- THE EXERCISE -
Rewrite everything in the data from the line containing "The scan below contains the outstretched" down to the line containing "[0,173,500,280]" as a JSON list of strings, one string per line, skipping blank lines and leaving the pictures out.

- EXERCISE MATERIAL -
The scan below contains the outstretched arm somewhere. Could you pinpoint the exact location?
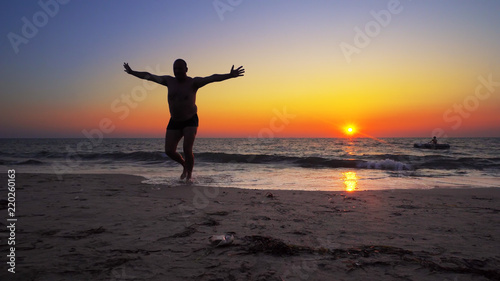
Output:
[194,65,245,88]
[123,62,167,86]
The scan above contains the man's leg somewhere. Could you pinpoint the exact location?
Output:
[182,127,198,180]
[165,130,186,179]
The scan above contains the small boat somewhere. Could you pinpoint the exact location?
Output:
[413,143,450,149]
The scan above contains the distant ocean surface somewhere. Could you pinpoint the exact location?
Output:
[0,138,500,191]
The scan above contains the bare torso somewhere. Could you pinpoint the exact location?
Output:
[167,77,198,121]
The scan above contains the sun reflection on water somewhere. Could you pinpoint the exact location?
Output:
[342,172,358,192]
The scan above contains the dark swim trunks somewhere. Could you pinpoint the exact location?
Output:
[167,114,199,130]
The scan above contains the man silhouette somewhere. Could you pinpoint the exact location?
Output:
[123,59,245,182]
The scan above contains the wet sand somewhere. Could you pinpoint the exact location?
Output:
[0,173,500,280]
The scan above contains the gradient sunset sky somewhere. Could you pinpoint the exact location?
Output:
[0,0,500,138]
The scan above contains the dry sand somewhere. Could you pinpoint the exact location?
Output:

---

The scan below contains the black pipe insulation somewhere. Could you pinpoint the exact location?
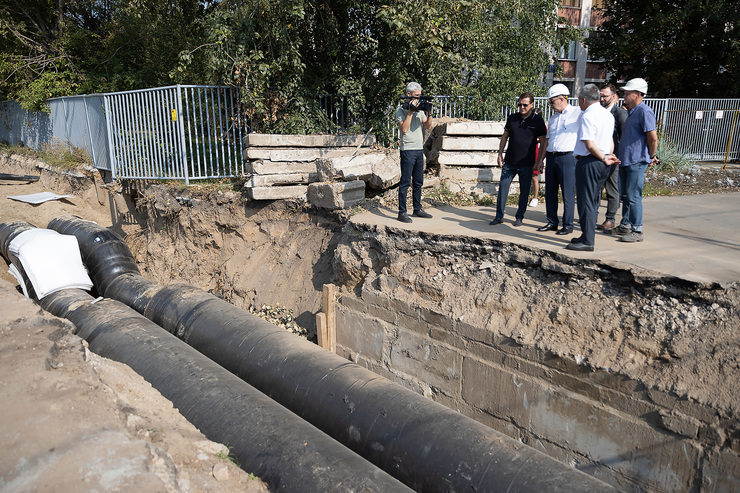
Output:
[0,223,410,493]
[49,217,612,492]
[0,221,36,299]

---

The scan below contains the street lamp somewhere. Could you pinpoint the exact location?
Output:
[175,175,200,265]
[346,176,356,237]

- TASK ANSWER -
[
  "The scan below contains the outstretched arm somewhere. Could you pinpoint the exact location?",
  "Output:",
  "[194,65,245,88]",
  "[123,62,167,86]",
  "The scan above contains the man's leg somewhere. Could you pinpoint the exact location?",
  "Output:",
  "[182,127,198,180]",
  "[165,130,186,179]",
  "The scan above contains the small boat somewhere. Could you pinpoint the exact location?",
  "Output:",
  "[413,143,450,149]",
  "The scan above contains the distant ocean surface somewhere. Could you pinpoint the exact location?",
  "Output:",
  "[0,138,500,191]",
  "The scan above contains the bare torso somewhere. Could you pinpoint the exact location?",
  "Output:",
  "[167,77,198,121]",
  "The scan above contains the sun reflection on water somewhere. Could you pinpoint the exact location?",
  "Output:",
  "[342,172,358,192]",
  "The scan above contains the dark swim trunks somewhere. Could you pinpoint the exact location?",
  "Output:",
  "[167,114,199,130]",
  "The scan above contains the man silhouette somewhere. Could you pinpoint the exact location?",
  "Output:",
  "[123,59,245,182]",
  "The scan above contains the wet sand somewhere. Could you pinpoint the exact location?",
  "Output:",
  "[0,173,500,280]"
]